Exercise directions: Lay out each line of the material below as a Markdown table with columns Row and Line, omitting blank lines and pictures.

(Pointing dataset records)

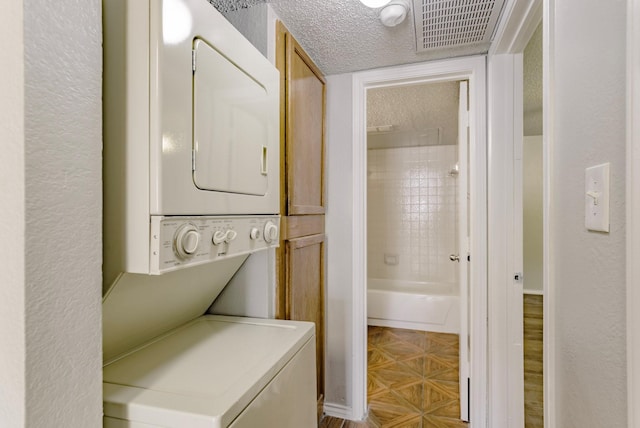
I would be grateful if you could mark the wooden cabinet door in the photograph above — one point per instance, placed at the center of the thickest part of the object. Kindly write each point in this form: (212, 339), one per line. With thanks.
(305, 298)
(304, 133)
(300, 258)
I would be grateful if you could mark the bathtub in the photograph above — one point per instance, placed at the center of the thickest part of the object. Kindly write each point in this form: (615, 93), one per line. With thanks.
(413, 305)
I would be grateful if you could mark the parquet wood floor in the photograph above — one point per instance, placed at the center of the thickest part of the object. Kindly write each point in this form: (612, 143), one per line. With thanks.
(533, 385)
(412, 381)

Expected output:
| Row | Line |
|---|---|
| 1 | I would be grateful if you could mark the wooden cabinet door in the photograph above — one point per instance, placed at the center of the thickest part of the object. Kindly write each point in this form: (212, 339), one per line. With thanks. |
| 2 | (305, 298) |
| 3 | (304, 133) |
| 4 | (300, 258) |
| 5 | I would be grateful if you could mark the bathtub in the photograph above — one point per instance, placed at the center of the thickest part of the object. Kindly write each point in this form: (615, 93), one per line. With thanks. |
| 6 | (413, 305) |
| 7 | I would be grateful if you could mark the parquet wood floor in the photograph above — one point per instance, placed at the center of the thickest part of the object. Kindly write each point in this form: (612, 143), one per line. With thanks. |
| 8 | (533, 385) |
| 9 | (412, 381) |